__Records provided__.

■ ■ ■ ■

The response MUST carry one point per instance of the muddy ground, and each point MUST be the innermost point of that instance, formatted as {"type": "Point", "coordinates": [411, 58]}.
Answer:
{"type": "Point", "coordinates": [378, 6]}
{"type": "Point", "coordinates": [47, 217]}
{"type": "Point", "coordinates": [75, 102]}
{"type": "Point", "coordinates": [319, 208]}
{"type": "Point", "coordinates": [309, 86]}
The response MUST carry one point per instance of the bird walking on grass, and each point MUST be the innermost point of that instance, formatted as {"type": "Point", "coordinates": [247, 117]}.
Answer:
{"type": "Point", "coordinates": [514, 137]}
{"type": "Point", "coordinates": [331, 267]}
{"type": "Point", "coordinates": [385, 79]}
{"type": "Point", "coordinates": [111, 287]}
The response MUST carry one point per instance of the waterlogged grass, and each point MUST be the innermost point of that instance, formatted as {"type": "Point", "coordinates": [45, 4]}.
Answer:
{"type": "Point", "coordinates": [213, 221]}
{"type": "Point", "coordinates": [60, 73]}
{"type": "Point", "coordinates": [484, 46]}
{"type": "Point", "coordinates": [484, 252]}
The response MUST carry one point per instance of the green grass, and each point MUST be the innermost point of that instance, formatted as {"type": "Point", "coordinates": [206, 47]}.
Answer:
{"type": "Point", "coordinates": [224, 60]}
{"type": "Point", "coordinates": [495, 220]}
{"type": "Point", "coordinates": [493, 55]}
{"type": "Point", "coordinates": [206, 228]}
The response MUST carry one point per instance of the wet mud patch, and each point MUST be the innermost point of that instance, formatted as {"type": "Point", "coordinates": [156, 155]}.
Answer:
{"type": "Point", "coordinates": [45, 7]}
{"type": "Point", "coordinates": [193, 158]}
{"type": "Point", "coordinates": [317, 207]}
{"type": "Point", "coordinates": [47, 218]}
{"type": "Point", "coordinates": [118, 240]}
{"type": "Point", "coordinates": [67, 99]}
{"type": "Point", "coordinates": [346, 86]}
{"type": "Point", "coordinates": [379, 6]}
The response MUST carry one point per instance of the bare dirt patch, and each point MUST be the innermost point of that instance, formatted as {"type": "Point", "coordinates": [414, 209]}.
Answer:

■ ■ ■ ■

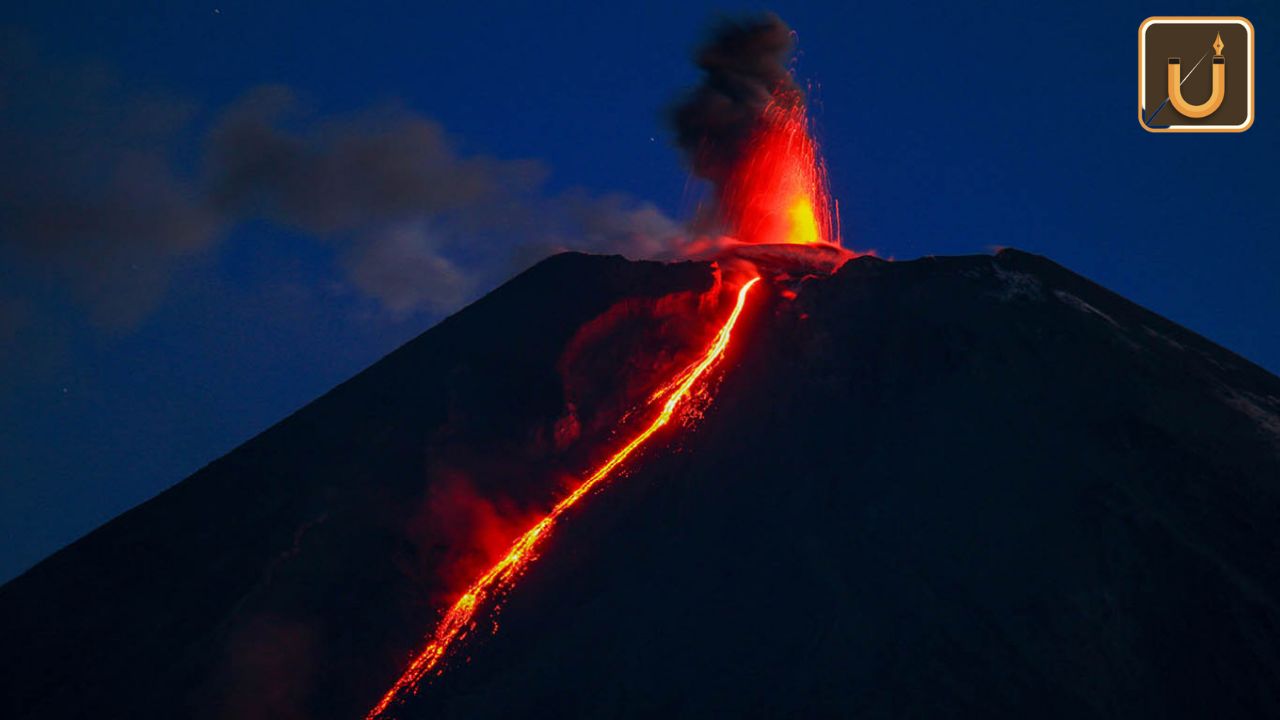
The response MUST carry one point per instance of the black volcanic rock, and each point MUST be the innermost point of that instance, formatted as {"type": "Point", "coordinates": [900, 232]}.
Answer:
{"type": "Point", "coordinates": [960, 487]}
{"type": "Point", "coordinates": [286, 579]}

■ ■ ■ ■

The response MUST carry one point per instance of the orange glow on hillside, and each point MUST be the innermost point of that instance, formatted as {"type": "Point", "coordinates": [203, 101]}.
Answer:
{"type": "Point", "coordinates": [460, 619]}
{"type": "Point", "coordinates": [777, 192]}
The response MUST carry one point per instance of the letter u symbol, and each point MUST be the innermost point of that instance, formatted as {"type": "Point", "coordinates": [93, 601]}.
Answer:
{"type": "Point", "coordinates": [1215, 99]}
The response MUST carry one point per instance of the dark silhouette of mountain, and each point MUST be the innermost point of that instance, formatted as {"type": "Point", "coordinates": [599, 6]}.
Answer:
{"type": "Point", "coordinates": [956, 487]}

■ ■ ■ ■

__Task description__. Identify and copy every line of the items that contains the word "grass", matching case exactly.

__Solution for this task__.
The response MUST carry one point per instance of the bird walking on grass, and each point MUST be the innermost point of that instance, formatted as {"type": "Point", "coordinates": [247, 117]}.
The response MUST carry one point per instance of the waterlogged grass, and each point MUST be the innermost point of that instance, formatted as {"type": "Point", "coordinates": [45, 4]}.
The response MUST carry one point per instance of the green grass, and each point MUST be the innermost point of that instance, formatted as {"type": "Point", "coordinates": [206, 47]}.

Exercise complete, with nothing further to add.